Article:
============================================================
Completing the Cycle

Back in early December last year, I posted an update on the preying mantids on my rosemary bushes that I’ve been following since mid-winter, when they were eggs.

Well, I haven’t forgotten them, and I’m pleased to report that they are all grown up now, and laying eggs of their own.

On the one hand, I’m thrilled (as I am every year) to watch the entire life cycle play out in the garden.

On the other hand, I’m getting a little worried.

Last winter, I didn’t prune the rosemary bushes because the bees depend on their flowers in late winter. Then in the spring I couldn’t prune them because the preying mantids hatched out. All summer I waited and watched the mantids grow. The rosemary plants grew, too, engulfing a bench on one side, and the path on the other.

And now the mantids are laying their eggs on the very branches I need to prune off…

We may soon see just how big rosemary can grow here.

To Burn or Not To Burn

The firewood stands ready to go.

That is the question, on a night like tonight. If we light the fire, it will be the first fire of the season–always a bit momentous, because it’s an admission that summer is over.

Technically, we don’t need a fire tonight. It’s cool, but not terribly cold. We’ve had colder nights already this autumn, and never even considered lighting a fire.

But it’s been raining most of the day. The temperature has been inching downward since morning, and the wind has been picking up. It’s thoroughly unpleasant outdoors this evening.

It’s emotionally cold.

It’s not that I’m not thankful for the rain–we really need it. It’s not that I don’t enjoy hearing it on the roof and against the windows.

But it would sound even better accompanied by the sound of a crackling fire.

It’s not so much a need for warmth, but a need for hygge. A need for comfort.

And so, as a fresh gust of wind rattles the window, I think I’ll close this blog post, put on a pot for tea, and build a fire.
============================================================
Stored rows:
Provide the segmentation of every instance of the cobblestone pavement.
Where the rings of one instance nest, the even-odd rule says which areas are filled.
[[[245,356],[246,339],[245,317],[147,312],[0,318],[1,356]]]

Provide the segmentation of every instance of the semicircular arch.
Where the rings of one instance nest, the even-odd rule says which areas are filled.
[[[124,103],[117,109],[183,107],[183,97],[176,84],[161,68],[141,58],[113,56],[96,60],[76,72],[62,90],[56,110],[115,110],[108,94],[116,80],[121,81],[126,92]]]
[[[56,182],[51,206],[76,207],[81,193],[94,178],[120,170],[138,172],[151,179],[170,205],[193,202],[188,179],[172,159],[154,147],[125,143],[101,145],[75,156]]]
============================================================
Directions:
- A) In the garden blog, why weren't the rosemary bushes pruned last winter?
- B) Copy the garden blog text between "On the one hand, I’m" and "can grow here.", inclusive.
- C) Proceed with the garden blog text from the point where it ends.
The listing has no connection to the blog text.

Expected responses:
- A) The bees depend on their flowers in late winter.

- B)
On the one hand, I’m thrilled (as I am every year) to watch the entire life cycle play out in the garden.

On the other hand, I’m getting a little worried.

Last winter, I didn’t prune the rosemary bushes because the bees depend on their flowers in late winter. Then in the spring I couldn’t prune them because the preying mantids hatched out. All summer I waited and watched the mantids grow. The rosemary plants grew, too, engulfing a bench on one side, and the path on the other.

And now the mantids are laying their eggs on the very branches I need to prune off…

We may soon see just how big rosemary can grow here.

- C)
Mushroom Season

With the arrival of rain and cooler temperatures, the mushrooms have come out. Many fungi fruit in autumn, but this year seems particularly spectacular on our property. I can only guess that, after three years of drought, the fungi are taking advantage of weather that’s finally moist.

The most visually striking ones are naturally the Amanita muscaria–their bright red caps have reached epic sizes this year, and they’ve sprung up in profusion under the birch trees. They’re accompanied this year by three other species of mushroom with large brown caps (Paxillus involutus, Leccinum scabrum and a Russula).

Puffballs dot the lawn, and an assortment of smaller mushrooms have joined them.

The best find so far has been the presence of seven Noddy’s flycaps in the vegetable garden. I blogged about this mysterious fungus several months ago when the first sporocarp popped up. To find this many all at once is quite unusual.

There is another full week of rain in the forecast, and I’m looking forward to what new gems might spring up. There is also the exciting possibility of slime moulds in this weather.

So forgive me if I walk around with my eyes on the ground this week. I’d hate to miss the show.

A Messy Life

My not-so-straight edges.

I was working in Halswell today, and I went for a walk at lunchtime. I walked through some of the newer subdivisions, and after a time, I realised I had no idea where I was, though I’ve walked those same streets many times. I wasn’t worried. I wasn’t lost, I just couldn’t remember what street I was on.

Walking on, knowing I would find my location at the next street sign, I pondered why I was so lost in a place I knew reasonably well. I looked around me. It wasn’t a cookie-cutter neighbourhood, with row upon row of identical houses, but there was a sameness to every house, every yard. They were all perfect. The lawns were immaculately clipped, with not a single weed in any of them–more carpet than grass. The paths were edged as though with a ruler. The boxwood hedges were precisely cut and perfectly square–they could have been boxes, cleverly painted to look like plants.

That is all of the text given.